Start PROVIDED TEXT
Twenty years ago today …
So many nice sentences start with that saccharine beginning of “x years ago.” Trust me, I know: I’ve used it way more than I care to admit. It’s markedly different when you look at it from the other side, though.
This morning I woke up on the wrong side of 4 am, so after the obligatory attempt to go back to sleep, I checked my Facebook. On This Day has been renamed “Memories” for whatever reason, and I check that section every morning. I love seeing pictures of my kids through the years, but often there’s a painful reminder.
Today was interesting. Apparently, twenty years ago today I got married. I had forgotten until I saw all the posts I’ve made over the years. It was like reading someone else’s life, but yet I could also remember living it. I had to read it twice to really take in the over-the-top declarations of endless love from my ex … The one who left so fast for the first woman who showed interest (and had decent cash flow) that the whiplash lasted years.
In the years since we split, I can see the pain, anger, and confusion in my posts. But this year, the big one, the 20th anniversary … I feel … Very different. I feel lighter, I feel wiser, and yes, more jaded. What I don’t feel though, is sad. I don’t feel hurt.
End PROVIDED TEXT
Start MATERIAL
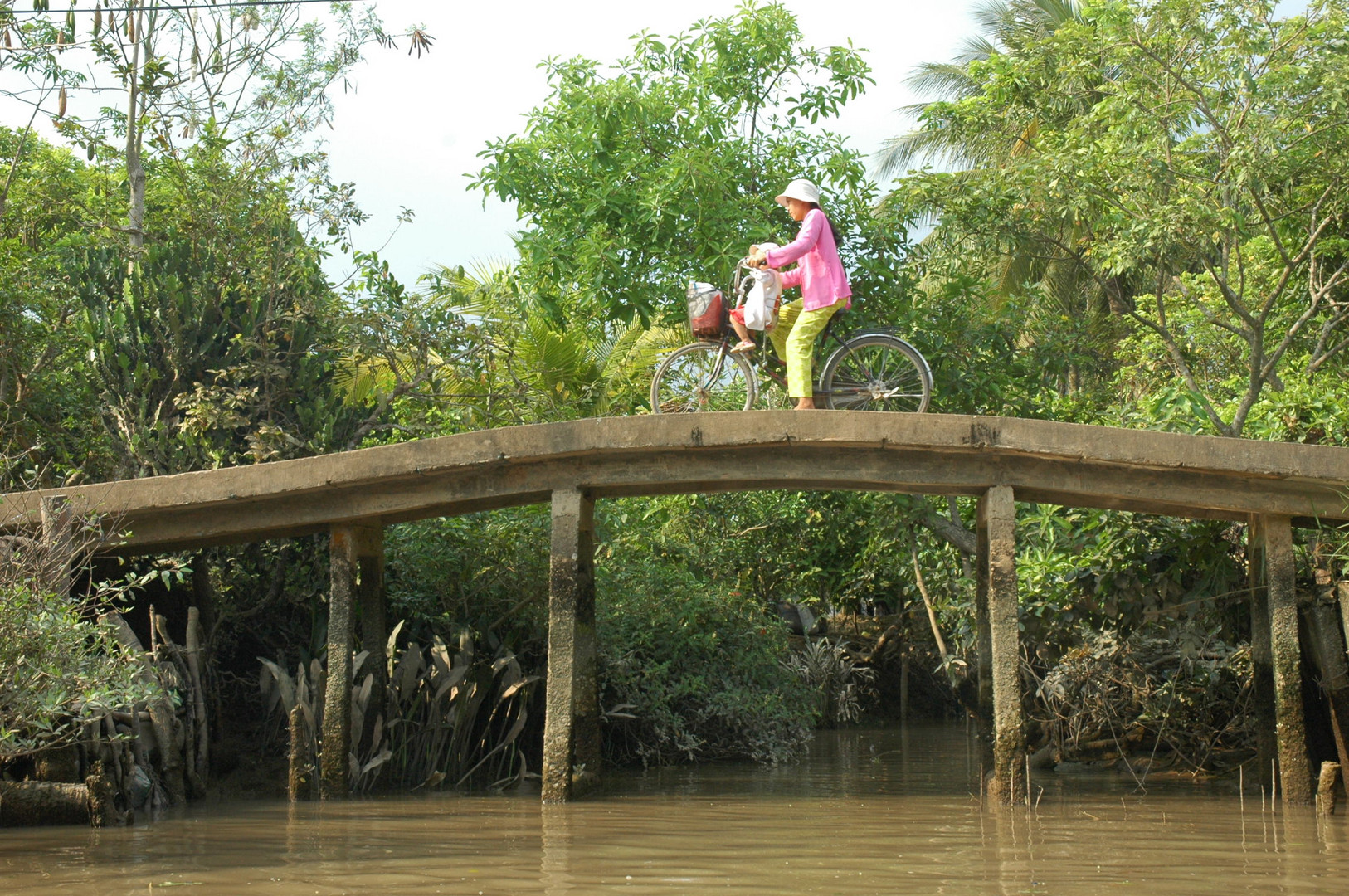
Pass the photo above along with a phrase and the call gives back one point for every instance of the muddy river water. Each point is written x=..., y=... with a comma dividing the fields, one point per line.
x=887, y=811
End MATERIAL
__PROBLEM STATEMENT__. In the anniversary post, why did the writer end up checking Facebook so early in the morning? Answer in one to three sentences. You can set the material aside; it isn't needed here.

__RESULT OF THIS EXERCISE__. The writer woke up very early, on "the wrong side of 4 am," and couldn't get back to sleep, so they checked Facebook instead. They also look at the "Memories" section every morning.